■ Instructions for the task:
Output all of the data verbatim.

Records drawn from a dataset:
··········

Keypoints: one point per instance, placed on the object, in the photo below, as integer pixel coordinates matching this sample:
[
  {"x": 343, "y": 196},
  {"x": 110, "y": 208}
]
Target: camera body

··········

■ Final answer:
Keypoints: one point per instance, placed on the object, in the photo below, as integer pixel coordinates matching this sample:
[
  {"x": 343, "y": 196},
  {"x": 110, "y": 208}
]
Target: camera body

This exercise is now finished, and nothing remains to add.